Raw records |

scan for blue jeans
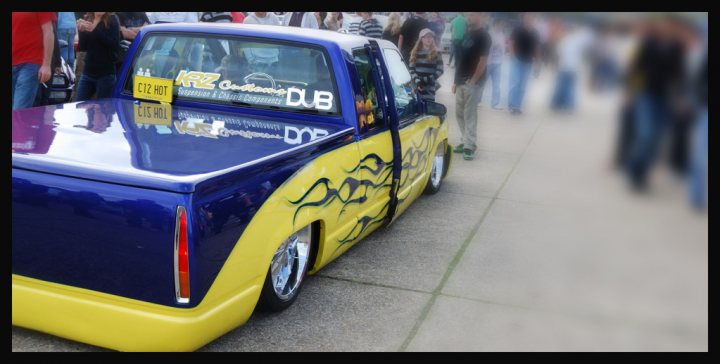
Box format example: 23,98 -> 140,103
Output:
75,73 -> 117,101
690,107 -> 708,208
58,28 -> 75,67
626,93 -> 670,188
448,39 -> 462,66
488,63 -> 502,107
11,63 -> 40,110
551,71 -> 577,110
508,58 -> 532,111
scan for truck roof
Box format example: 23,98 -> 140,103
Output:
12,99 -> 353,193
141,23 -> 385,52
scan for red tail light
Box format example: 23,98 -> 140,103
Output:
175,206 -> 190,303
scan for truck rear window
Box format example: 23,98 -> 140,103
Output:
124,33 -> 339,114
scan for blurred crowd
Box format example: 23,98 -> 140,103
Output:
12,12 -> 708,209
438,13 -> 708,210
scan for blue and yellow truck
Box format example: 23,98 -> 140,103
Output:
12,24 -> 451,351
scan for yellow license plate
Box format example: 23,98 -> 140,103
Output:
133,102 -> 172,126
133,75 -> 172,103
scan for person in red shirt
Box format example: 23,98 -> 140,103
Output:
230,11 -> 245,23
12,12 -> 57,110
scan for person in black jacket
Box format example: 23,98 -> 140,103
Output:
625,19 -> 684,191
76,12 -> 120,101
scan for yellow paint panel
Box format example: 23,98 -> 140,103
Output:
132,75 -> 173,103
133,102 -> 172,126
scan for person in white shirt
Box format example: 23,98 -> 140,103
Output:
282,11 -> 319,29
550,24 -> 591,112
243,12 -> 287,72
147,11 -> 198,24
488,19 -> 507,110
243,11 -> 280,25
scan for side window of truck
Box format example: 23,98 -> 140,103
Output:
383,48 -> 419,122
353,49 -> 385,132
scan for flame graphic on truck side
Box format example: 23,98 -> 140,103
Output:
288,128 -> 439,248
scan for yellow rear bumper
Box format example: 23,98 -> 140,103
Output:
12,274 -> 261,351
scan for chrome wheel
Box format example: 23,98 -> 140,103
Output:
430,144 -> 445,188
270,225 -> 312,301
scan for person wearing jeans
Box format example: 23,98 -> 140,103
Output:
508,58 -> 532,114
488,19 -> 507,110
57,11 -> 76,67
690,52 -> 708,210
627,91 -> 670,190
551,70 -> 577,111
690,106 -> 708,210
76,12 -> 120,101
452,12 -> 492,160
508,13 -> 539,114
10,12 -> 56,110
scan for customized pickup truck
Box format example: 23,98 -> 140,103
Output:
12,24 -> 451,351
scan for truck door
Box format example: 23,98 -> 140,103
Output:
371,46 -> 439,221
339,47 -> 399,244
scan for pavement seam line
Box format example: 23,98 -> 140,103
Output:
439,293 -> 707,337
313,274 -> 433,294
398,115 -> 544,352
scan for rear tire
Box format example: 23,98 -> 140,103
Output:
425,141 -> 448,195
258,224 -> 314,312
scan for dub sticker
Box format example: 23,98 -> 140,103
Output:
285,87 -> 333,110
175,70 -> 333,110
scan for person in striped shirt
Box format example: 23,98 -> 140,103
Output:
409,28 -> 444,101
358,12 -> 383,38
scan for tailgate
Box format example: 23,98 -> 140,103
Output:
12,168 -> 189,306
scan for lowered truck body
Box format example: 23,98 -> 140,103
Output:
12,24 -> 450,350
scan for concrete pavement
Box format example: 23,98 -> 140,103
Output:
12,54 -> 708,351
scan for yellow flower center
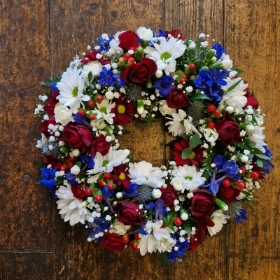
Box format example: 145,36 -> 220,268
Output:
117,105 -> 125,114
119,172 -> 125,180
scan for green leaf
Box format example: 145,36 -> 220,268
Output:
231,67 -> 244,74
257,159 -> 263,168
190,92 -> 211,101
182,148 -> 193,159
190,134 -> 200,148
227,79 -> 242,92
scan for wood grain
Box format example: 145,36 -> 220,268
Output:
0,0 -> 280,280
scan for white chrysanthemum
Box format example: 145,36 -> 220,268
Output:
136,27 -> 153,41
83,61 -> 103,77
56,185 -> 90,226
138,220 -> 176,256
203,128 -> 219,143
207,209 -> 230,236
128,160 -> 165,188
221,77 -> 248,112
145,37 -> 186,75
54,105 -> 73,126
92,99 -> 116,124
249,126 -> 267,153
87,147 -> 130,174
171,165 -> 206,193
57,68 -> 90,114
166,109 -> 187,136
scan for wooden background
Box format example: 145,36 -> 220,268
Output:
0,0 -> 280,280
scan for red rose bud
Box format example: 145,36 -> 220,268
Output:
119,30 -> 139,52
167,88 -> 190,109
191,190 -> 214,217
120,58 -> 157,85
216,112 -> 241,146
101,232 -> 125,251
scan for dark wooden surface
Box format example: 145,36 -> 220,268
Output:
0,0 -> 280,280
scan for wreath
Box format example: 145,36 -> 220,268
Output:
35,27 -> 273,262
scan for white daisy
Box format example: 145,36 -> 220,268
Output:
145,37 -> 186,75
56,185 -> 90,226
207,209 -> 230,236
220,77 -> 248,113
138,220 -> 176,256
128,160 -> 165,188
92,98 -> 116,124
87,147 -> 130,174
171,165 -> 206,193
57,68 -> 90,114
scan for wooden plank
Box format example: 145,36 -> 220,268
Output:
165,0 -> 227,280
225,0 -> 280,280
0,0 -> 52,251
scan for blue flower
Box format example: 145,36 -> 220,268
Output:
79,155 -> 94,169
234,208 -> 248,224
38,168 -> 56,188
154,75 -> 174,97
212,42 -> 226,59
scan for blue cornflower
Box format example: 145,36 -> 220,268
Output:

To be done | Turn every line of the listing above into a numbered list, skipping blank lines and leaving out the pictures.

Output of the exercise |
1. scan for blue jeans
2. Box format example: 23,98 -> 140,103
3. Output:
4. 75,73 -> 117,101
5. 690,107 -> 708,208
6. 58,28 -> 75,67
7. 626,93 -> 670,188
8. 448,39 -> 462,66
9. 488,63 -> 502,107
10. 11,63 -> 40,110
11. 551,71 -> 577,110
12. 508,58 -> 532,111
13. scan for truck roof
14. Box format example: 23,98 -> 140,103
15. Output:
16. 12,99 -> 353,193
17. 141,23 -> 385,52
18. scan for red tail light
19. Box format example: 23,98 -> 140,103
20. Output:
21. 175,206 -> 190,303
22. scan for truck rear window
23. Box format example: 23,98 -> 140,103
24. Output:
25. 124,33 -> 339,114
26. scan for blurred crowd
27. Box format example: 23,98 -> 140,103
28. Output:
29. 12,12 -> 708,209
30. 438,13 -> 708,210
31. scan for blue and yellow truck
32. Box format example: 23,98 -> 140,103
33. Output:
34. 12,24 -> 451,351
35. scan for yellow license plate
36. Box format example: 23,98 -> 140,103
37. Output:
38. 133,102 -> 172,126
39. 133,75 -> 172,103
40. scan for person in red shirt
41. Box format example: 23,98 -> 140,103
42. Output:
43. 230,11 -> 245,23
44. 12,12 -> 57,110
45. scan for person in black jacket
46. Box format example: 23,98 -> 140,103
47. Output:
48. 625,19 -> 684,191
49. 76,12 -> 120,101
50. scan for yellow paint panel
51. Box format example: 23,98 -> 140,103
52. Output:
53. 132,75 -> 173,103
54. 133,102 -> 172,126
55. scan for person in white shirt
56. Box format example: 23,98 -> 140,103
57. Output:
58. 282,11 -> 319,29
59. 550,24 -> 591,112
60. 243,12 -> 287,72
61. 147,11 -> 198,24
62. 488,19 -> 507,110
63. 243,11 -> 280,25
64. scan for side window of truck
65. Box format example: 23,98 -> 140,103
66. Output:
67. 383,48 -> 419,122
68. 353,49 -> 385,132
69. scan for flame graphic on truck side
70. Box format example: 23,98 -> 140,103
71. Output:
72. 288,128 -> 439,248
73. scan for yellow rear bumper
74. Box format example: 23,98 -> 140,103
75. Output:
76. 12,274 -> 261,351
77. scan for chrome wheel
78. Box format example: 23,98 -> 140,103
79. Output:
80. 430,144 -> 445,188
81. 270,225 -> 312,301
82. scan for person wearing jeans
83. Box format example: 23,98 -> 140,103
84. Output:
85. 508,58 -> 532,114
86. 488,19 -> 507,110
87. 57,11 -> 76,67
88. 690,52 -> 708,210
89. 627,91 -> 670,190
90. 551,70 -> 577,111
91. 690,106 -> 708,210
92. 76,12 -> 120,101
93. 452,12 -> 492,160
94. 508,13 -> 539,114
95. 10,12 -> 56,110
96. scan for customized pickup truck
97. Box format example: 23,98 -> 140,103
98. Output:
99. 12,24 -> 451,351
100. scan for truck door
101. Box format example: 23,98 -> 140,103
102. Output:
103. 371,46 -> 439,221
104. 339,47 -> 399,244
105. scan for pavement seam line
106. Box format example: 23,98 -> 140,103
107. Output:
108. 439,293 -> 707,337
109. 313,274 -> 433,294
110. 398,115 -> 544,352
111. scan for rear tire
112. Box format example: 23,98 -> 140,103
113. Output:
114. 425,141 -> 448,195
115. 258,224 -> 314,312
116. scan for dub sticker
117. Box format example: 23,98 -> 140,103
118. Output:
119. 285,87 -> 333,110
120. 175,70 -> 333,110
121. scan for person in striped shirt
122. Box format example: 23,98 -> 140,103
123. Output:
124. 409,28 -> 444,101
125. 358,12 -> 383,38
126. scan for tailgate
127. Box format example: 23,98 -> 140,103
128. Output:
129. 12,168 -> 189,306
130. scan for lowered truck body
131. Box format example: 23,98 -> 140,103
132. Output:
133. 12,24 -> 450,350
134. scan for concrete pavement
135. Box format example: 23,98 -> 140,103
136. Output:
137. 12,54 -> 708,351
138. scan for yellow flower center
139. Box format example: 145,36 -> 220,268
140. Output:
141. 117,105 -> 125,114
142. 119,172 -> 125,180
143. scan for green leaf
144. Box format example: 145,36 -> 220,268
145. Output:
146. 231,67 -> 244,74
147. 257,159 -> 263,168
148. 190,92 -> 211,101
149. 182,148 -> 193,159
150. 190,134 -> 200,148
151. 227,79 -> 242,92
152. scan for wood grain
153. Box format example: 145,36 -> 220,268
154. Output:
155. 0,0 -> 280,280
156. scan for white chrysanthemum
157. Box format example: 145,36 -> 220,268
158. Output:
159. 136,27 -> 153,41
160. 83,61 -> 103,77
161. 56,185 -> 90,226
162. 138,220 -> 176,256
163. 203,128 -> 219,143
164. 207,209 -> 230,236
165. 128,160 -> 165,188
166. 221,77 -> 248,112
167. 145,37 -> 186,75
168. 54,105 -> 73,126
169. 92,99 -> 116,124
170. 249,126 -> 267,153
171. 87,147 -> 130,174
172. 171,165 -> 206,193
173. 57,68 -> 90,114
174. 166,109 -> 187,136
175. scan for wooden background
176. Box format example: 145,36 -> 220,268
177. Output:
178. 0,0 -> 280,280
179. scan for red rose bud
180. Box format example: 145,36 -> 220,268
181. Output:
182. 119,30 -> 139,52
183. 167,88 -> 190,109
184. 191,190 -> 214,217
185. 120,58 -> 157,85
186. 216,112 -> 241,146
187. 101,232 -> 125,251
188. scan for dark wooden surface
189. Box format example: 145,36 -> 220,268
190. Output:
191. 0,0 -> 280,280
192. scan for wreath
193. Box format example: 145,36 -> 220,268
194. Output:
195. 35,27 -> 273,262
196. scan for white daisy
197. Box format example: 145,36 -> 220,268
198. Output:
199. 145,37 -> 186,75
200. 56,185 -> 90,226
201. 207,209 -> 230,236
202. 220,77 -> 248,113
203. 138,220 -> 176,256
204. 128,160 -> 165,188
205. 92,98 -> 116,124
206. 87,147 -> 130,174
207. 171,165 -> 206,193
208. 57,68 -> 90,114
209. scan for wooden plank
210. Box format example: 145,36 -> 220,268
211. Output:
212. 165,0 -> 227,280
213. 225,0 -> 280,280
214. 0,0 -> 52,251
215. scan for blue flower
216. Box format example: 145,36 -> 220,268
217. Output:
218. 79,155 -> 94,169
219. 234,208 -> 248,224
220. 38,168 -> 56,188
221. 154,75 -> 174,97
222. 212,42 -> 226,59
223. scan for blue cornflower
224. Box format example: 145,36 -> 220,268
225. Output:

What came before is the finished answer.